● **Exercise objective**: Only the lines from the one with "Q: For every instance of the car headlight" onward are wanted, through the last line of the entries, set down exactly.
☆ ☆ ☆ ☆ ☆
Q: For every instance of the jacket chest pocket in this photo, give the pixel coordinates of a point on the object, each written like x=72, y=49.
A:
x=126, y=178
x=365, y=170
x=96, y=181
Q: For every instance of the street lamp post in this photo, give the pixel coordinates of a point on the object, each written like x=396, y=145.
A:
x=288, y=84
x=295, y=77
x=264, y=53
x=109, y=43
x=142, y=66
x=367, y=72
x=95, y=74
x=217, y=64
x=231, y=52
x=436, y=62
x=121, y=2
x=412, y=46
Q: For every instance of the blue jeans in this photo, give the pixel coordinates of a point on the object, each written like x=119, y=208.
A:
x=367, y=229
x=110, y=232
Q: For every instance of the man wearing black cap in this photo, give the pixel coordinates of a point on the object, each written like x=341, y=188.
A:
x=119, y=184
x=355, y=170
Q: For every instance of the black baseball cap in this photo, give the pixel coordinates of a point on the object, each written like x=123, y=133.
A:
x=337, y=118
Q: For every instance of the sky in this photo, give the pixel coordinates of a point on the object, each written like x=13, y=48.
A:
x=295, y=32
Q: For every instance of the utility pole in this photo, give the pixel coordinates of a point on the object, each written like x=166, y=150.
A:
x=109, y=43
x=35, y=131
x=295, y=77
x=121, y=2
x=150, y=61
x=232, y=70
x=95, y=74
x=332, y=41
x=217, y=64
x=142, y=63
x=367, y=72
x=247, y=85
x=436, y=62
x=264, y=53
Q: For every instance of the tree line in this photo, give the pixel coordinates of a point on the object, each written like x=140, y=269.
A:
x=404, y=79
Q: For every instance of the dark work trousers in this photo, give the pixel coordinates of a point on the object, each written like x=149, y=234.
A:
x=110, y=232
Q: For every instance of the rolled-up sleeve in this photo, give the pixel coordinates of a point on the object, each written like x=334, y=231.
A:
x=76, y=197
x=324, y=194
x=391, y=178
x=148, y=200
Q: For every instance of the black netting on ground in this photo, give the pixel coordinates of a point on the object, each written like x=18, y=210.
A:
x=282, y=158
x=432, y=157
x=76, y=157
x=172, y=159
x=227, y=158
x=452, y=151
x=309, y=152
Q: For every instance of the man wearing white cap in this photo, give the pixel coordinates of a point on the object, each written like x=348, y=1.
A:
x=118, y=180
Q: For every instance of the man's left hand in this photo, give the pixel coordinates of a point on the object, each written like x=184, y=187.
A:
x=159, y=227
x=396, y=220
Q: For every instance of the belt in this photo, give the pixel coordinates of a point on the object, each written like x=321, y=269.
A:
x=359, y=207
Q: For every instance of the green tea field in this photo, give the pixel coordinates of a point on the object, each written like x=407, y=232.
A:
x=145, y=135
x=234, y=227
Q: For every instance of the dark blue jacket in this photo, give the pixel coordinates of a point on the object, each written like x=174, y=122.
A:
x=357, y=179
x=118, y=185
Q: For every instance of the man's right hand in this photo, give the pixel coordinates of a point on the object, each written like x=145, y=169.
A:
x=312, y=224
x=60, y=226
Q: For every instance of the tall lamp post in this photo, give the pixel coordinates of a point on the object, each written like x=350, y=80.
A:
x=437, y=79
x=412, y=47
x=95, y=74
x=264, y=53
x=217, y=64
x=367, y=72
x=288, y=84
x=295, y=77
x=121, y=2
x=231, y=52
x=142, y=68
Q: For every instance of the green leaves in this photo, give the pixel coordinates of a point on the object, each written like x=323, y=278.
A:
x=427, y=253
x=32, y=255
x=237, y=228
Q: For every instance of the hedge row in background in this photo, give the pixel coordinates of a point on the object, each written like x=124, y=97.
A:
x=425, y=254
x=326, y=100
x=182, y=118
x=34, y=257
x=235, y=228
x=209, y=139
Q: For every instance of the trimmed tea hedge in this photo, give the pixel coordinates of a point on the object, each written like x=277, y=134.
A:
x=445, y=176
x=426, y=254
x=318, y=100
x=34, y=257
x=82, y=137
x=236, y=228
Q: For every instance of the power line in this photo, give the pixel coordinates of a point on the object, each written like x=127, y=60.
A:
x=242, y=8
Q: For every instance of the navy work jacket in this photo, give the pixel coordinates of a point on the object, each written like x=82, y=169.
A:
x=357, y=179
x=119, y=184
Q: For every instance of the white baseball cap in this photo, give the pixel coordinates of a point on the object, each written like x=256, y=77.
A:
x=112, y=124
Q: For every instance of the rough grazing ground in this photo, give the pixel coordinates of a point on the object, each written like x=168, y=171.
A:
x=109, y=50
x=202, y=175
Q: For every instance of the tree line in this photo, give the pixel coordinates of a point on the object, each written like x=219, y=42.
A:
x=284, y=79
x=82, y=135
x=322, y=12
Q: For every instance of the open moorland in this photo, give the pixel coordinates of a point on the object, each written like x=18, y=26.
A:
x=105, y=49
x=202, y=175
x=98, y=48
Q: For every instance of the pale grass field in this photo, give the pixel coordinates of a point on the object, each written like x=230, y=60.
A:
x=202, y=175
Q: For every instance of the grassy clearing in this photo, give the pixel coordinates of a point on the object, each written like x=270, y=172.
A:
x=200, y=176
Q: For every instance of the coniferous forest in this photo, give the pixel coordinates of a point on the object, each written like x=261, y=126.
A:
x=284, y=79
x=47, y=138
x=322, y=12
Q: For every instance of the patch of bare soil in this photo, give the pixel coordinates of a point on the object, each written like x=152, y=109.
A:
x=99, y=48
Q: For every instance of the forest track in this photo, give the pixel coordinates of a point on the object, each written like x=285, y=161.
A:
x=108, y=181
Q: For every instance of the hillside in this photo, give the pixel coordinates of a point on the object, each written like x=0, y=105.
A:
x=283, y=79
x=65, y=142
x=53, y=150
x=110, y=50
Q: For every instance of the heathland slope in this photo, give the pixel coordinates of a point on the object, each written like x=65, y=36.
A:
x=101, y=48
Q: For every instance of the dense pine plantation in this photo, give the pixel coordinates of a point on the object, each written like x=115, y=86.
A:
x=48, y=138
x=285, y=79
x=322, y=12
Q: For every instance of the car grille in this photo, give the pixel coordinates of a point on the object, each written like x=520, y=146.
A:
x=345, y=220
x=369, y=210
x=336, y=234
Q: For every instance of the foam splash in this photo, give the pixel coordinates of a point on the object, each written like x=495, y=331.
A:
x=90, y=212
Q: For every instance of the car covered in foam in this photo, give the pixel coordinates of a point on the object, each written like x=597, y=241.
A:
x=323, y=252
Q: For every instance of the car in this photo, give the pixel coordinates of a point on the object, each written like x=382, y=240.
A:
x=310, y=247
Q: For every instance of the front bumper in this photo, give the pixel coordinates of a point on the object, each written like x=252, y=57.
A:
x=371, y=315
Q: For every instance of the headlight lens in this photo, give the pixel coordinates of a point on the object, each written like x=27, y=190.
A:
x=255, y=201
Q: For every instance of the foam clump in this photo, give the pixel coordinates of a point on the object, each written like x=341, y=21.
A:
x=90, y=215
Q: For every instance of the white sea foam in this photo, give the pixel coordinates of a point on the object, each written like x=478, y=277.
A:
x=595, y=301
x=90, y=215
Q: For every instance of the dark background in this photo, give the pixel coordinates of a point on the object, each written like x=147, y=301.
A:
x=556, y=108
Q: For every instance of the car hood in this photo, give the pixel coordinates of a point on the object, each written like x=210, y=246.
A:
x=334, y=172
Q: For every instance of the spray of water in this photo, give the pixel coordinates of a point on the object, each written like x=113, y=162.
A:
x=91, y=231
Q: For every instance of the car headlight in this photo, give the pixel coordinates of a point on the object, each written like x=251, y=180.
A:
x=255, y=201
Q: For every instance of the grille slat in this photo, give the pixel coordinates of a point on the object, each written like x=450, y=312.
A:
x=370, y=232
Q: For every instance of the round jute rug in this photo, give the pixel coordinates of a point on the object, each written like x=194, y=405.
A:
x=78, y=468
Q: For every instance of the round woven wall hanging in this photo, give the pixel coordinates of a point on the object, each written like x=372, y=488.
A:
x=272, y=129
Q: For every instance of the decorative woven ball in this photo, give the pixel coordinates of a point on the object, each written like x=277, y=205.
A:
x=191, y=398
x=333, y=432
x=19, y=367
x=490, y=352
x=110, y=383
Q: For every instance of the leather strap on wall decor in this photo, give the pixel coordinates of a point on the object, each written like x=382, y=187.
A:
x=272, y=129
☆ ☆ ☆ ☆ ☆
● **Exercise result**:
Q: For every instance of the car headlight in this photo, give the pixel coordinates of a point on the object, each written like x=251, y=180.
A:
x=255, y=201
Q: For every instance of the grille slat in this photo, give the pixel coordinates of a point on the object, each written like x=450, y=312.
A:
x=370, y=232
Q: For every instance of the round jute rug in this photo, give the pixel coordinates of a point on the object, each written like x=194, y=405.
A:
x=78, y=468
Q: For every instance of the round woven wall hanging in this photo, give the pixel coordinates of a point on the object, each written like x=372, y=488.
A:
x=272, y=129
Q: For every instance of the decorative woven ball in this photo, give the pixel coordinates of a point on the object, each written like x=277, y=205.
A:
x=191, y=398
x=333, y=432
x=19, y=367
x=490, y=352
x=110, y=383
Q: For every instance of the leather strap on wall decor in this photo, give the pixel coordinates of a point on the object, each written like x=382, y=187.
A:
x=272, y=129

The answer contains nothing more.